§ **MATERIALS PROVIDED**
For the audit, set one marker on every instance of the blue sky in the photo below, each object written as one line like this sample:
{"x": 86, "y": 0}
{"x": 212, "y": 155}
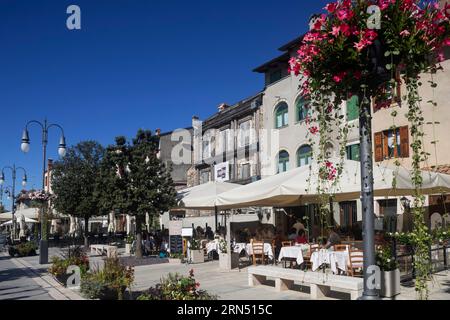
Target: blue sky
{"x": 134, "y": 64}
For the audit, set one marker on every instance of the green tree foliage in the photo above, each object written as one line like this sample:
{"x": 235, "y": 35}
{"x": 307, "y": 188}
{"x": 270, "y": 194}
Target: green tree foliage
{"x": 74, "y": 179}
{"x": 135, "y": 182}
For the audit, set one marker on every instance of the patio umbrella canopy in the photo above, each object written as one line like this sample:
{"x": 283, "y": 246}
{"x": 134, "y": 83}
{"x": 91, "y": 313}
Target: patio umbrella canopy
{"x": 27, "y": 220}
{"x": 298, "y": 186}
{"x": 203, "y": 197}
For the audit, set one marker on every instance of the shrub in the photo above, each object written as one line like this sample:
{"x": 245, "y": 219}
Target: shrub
{"x": 177, "y": 287}
{"x": 109, "y": 283}
{"x": 75, "y": 257}
{"x": 23, "y": 249}
{"x": 385, "y": 259}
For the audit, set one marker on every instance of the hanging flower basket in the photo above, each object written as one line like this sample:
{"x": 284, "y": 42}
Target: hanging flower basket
{"x": 368, "y": 48}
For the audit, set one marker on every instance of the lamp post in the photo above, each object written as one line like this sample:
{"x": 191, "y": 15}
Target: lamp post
{"x": 13, "y": 191}
{"x": 25, "y": 146}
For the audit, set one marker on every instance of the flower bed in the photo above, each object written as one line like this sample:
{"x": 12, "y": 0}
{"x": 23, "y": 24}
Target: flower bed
{"x": 177, "y": 287}
{"x": 110, "y": 283}
{"x": 23, "y": 249}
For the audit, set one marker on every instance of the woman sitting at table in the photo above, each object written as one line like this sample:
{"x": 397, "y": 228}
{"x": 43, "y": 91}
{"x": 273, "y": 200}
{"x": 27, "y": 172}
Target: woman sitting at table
{"x": 292, "y": 234}
{"x": 301, "y": 238}
{"x": 333, "y": 238}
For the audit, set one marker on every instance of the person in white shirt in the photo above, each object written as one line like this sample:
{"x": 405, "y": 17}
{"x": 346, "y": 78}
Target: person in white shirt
{"x": 298, "y": 225}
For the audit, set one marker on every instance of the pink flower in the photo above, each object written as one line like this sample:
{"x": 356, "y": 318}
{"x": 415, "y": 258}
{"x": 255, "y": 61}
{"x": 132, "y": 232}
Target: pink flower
{"x": 313, "y": 130}
{"x": 339, "y": 77}
{"x": 336, "y": 31}
{"x": 344, "y": 14}
{"x": 405, "y": 33}
{"x": 360, "y": 45}
{"x": 331, "y": 7}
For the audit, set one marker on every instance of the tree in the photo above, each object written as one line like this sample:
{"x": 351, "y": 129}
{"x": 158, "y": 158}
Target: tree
{"x": 74, "y": 179}
{"x": 135, "y": 182}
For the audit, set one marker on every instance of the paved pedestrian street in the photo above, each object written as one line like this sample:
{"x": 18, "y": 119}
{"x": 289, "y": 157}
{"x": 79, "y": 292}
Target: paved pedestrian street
{"x": 16, "y": 283}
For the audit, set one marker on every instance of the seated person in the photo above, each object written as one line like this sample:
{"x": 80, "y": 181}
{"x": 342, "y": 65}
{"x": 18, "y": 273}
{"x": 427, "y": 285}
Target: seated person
{"x": 333, "y": 238}
{"x": 292, "y": 234}
{"x": 301, "y": 238}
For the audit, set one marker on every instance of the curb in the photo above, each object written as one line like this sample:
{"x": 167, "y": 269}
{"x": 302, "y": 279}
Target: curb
{"x": 46, "y": 281}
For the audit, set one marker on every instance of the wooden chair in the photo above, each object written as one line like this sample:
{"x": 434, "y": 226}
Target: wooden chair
{"x": 286, "y": 243}
{"x": 258, "y": 252}
{"x": 340, "y": 247}
{"x": 307, "y": 258}
{"x": 355, "y": 267}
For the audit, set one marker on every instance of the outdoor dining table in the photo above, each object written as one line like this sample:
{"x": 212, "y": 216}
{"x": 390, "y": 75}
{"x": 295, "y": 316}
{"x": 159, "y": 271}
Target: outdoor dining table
{"x": 247, "y": 247}
{"x": 294, "y": 252}
{"x": 212, "y": 246}
{"x": 336, "y": 260}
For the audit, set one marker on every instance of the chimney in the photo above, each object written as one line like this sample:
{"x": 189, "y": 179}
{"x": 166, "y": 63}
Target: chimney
{"x": 222, "y": 107}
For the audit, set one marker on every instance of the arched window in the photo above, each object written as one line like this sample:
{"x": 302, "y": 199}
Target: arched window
{"x": 281, "y": 115}
{"x": 302, "y": 109}
{"x": 352, "y": 108}
{"x": 304, "y": 155}
{"x": 283, "y": 161}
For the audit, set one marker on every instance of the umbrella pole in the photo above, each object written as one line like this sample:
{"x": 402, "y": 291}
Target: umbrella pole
{"x": 215, "y": 215}
{"x": 365, "y": 133}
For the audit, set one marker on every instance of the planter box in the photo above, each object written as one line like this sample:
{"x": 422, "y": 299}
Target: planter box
{"x": 197, "y": 256}
{"x": 390, "y": 283}
{"x": 224, "y": 263}
{"x": 175, "y": 260}
{"x": 127, "y": 248}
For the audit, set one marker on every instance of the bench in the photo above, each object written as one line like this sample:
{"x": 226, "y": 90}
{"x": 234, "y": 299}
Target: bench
{"x": 319, "y": 283}
{"x": 99, "y": 249}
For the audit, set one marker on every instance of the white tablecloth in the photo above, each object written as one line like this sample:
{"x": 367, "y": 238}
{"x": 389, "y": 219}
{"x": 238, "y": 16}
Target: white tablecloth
{"x": 212, "y": 246}
{"x": 336, "y": 260}
{"x": 295, "y": 252}
{"x": 238, "y": 247}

§ **TASK BRIEF**
Leave the pictures out and reproduce each record exactly as written.

§ **THE ANSWER**
For the audit, set one marker on every instance of the blue sky in the photo below, each object written as one line like this sample:
{"x": 86, "y": 0}
{"x": 212, "y": 155}
Target: blue sky
{"x": 134, "y": 64}
For the audit, set one marker on every instance of the green tree foliage in the photo above, each object written as one line like this sample:
{"x": 235, "y": 35}
{"x": 307, "y": 188}
{"x": 270, "y": 194}
Target: green tree foliage
{"x": 74, "y": 179}
{"x": 135, "y": 182}
For the audit, set one marker on every instance of the patio umbrella canopy in the photo above, each object written as one line like this sample:
{"x": 283, "y": 246}
{"x": 134, "y": 83}
{"x": 91, "y": 313}
Target: patio umbrella canopy
{"x": 27, "y": 220}
{"x": 298, "y": 186}
{"x": 203, "y": 197}
For the audit, set one marker on every instance of the shrub in the photo above, each object written as one line like this sample:
{"x": 245, "y": 219}
Target: shrub
{"x": 177, "y": 287}
{"x": 109, "y": 283}
{"x": 75, "y": 257}
{"x": 23, "y": 249}
{"x": 385, "y": 259}
For the audit, set one marker on every instance of the hanging flower basket in the photo above, each object written as one line like this sample:
{"x": 284, "y": 42}
Target: hanging flower basket
{"x": 368, "y": 48}
For the audit, set one marker on every instance of the lamp post in the photo above, each object written as one line like this sample:
{"x": 191, "y": 15}
Target: lamp post
{"x": 13, "y": 191}
{"x": 25, "y": 146}
For the audit, set one marker on every instance of the flower bed in the photo above, each object written as one line like this sample:
{"x": 12, "y": 0}
{"x": 23, "y": 24}
Target: flower bed
{"x": 177, "y": 287}
{"x": 110, "y": 283}
{"x": 23, "y": 249}
For the audit, set one marker on every instance of the woman sitting at table in the photo above, each object written as one line like this sample:
{"x": 397, "y": 228}
{"x": 43, "y": 91}
{"x": 273, "y": 200}
{"x": 27, "y": 172}
Target: woman sitting at table
{"x": 292, "y": 234}
{"x": 301, "y": 238}
{"x": 333, "y": 238}
For the audit, set one marker on every instance of the person in white shirt in the photo above, each object written as one line like this sample:
{"x": 405, "y": 17}
{"x": 346, "y": 78}
Target: person in white shirt
{"x": 298, "y": 225}
For the audit, set one marker on every instance of the pink flower in the photo above, each object written as one line like this sample:
{"x": 356, "y": 318}
{"x": 415, "y": 258}
{"x": 255, "y": 61}
{"x": 132, "y": 232}
Target: pink flower
{"x": 313, "y": 130}
{"x": 339, "y": 77}
{"x": 336, "y": 31}
{"x": 344, "y": 14}
{"x": 405, "y": 33}
{"x": 360, "y": 45}
{"x": 331, "y": 7}
For the audit, set one marker on every instance of the tree in the photo above, each object written as one line like this sample:
{"x": 351, "y": 129}
{"x": 158, "y": 158}
Target: tree
{"x": 74, "y": 179}
{"x": 135, "y": 182}
For the audit, set one marker on every instance of the paved pedestrian street in the photo above, each object written as one line like this sample:
{"x": 18, "y": 119}
{"x": 289, "y": 157}
{"x": 79, "y": 292}
Target: paved pedestrian street
{"x": 16, "y": 283}
For the audit, set one marker on every instance of the seated person in the photo above, each object written as one line like this sample:
{"x": 80, "y": 181}
{"x": 342, "y": 65}
{"x": 18, "y": 273}
{"x": 427, "y": 285}
Target: seated person
{"x": 333, "y": 238}
{"x": 292, "y": 234}
{"x": 301, "y": 238}
For the audit, set one marker on every instance of the curb in the photo above, each object written as one line like this sample:
{"x": 167, "y": 269}
{"x": 302, "y": 279}
Target: curb
{"x": 46, "y": 281}
For the audit, set one marker on every instance of the wooden chair in the photo above, each object written as one line like this sample:
{"x": 434, "y": 226}
Target: wooden chair
{"x": 286, "y": 243}
{"x": 258, "y": 252}
{"x": 340, "y": 247}
{"x": 307, "y": 258}
{"x": 355, "y": 267}
For the audit, set one marker on every instance of the outdoor dining table in the photo above, each object written as one line like this sample:
{"x": 212, "y": 216}
{"x": 390, "y": 75}
{"x": 295, "y": 316}
{"x": 159, "y": 271}
Target: outdoor dining table
{"x": 247, "y": 247}
{"x": 294, "y": 252}
{"x": 212, "y": 246}
{"x": 336, "y": 260}
For the audit, set one marker on every instance of the chimney in the photo above, each object written as one line like this sample:
{"x": 189, "y": 179}
{"x": 166, "y": 63}
Target: chimney
{"x": 222, "y": 107}
For the audit, set one marker on every instance of the arched window in the photo above, each object written as one line like this sample:
{"x": 302, "y": 199}
Target: arched window
{"x": 281, "y": 115}
{"x": 302, "y": 109}
{"x": 352, "y": 108}
{"x": 304, "y": 155}
{"x": 283, "y": 161}
For the audit, set one marker on every instance of the umbrella pole in the photo above, each object written as one line like this sample:
{"x": 402, "y": 291}
Target: umbrella pole
{"x": 215, "y": 215}
{"x": 365, "y": 133}
For the audit, set one marker on every instance of the planter box in the photo above, each object written as one line like this sample:
{"x": 422, "y": 299}
Target: planter box
{"x": 197, "y": 256}
{"x": 390, "y": 283}
{"x": 224, "y": 263}
{"x": 175, "y": 260}
{"x": 127, "y": 248}
For the audit, set one marker on every instance of the bench in the photo above, each object written as one line like this sample:
{"x": 226, "y": 90}
{"x": 234, "y": 299}
Target: bench
{"x": 319, "y": 283}
{"x": 99, "y": 249}
For the audit, set one marker on every instance of the white tablecloth in the photo above, each object written as one line like this sample:
{"x": 367, "y": 238}
{"x": 389, "y": 219}
{"x": 238, "y": 16}
Target: white tablecloth
{"x": 212, "y": 246}
{"x": 336, "y": 260}
{"x": 295, "y": 252}
{"x": 238, "y": 247}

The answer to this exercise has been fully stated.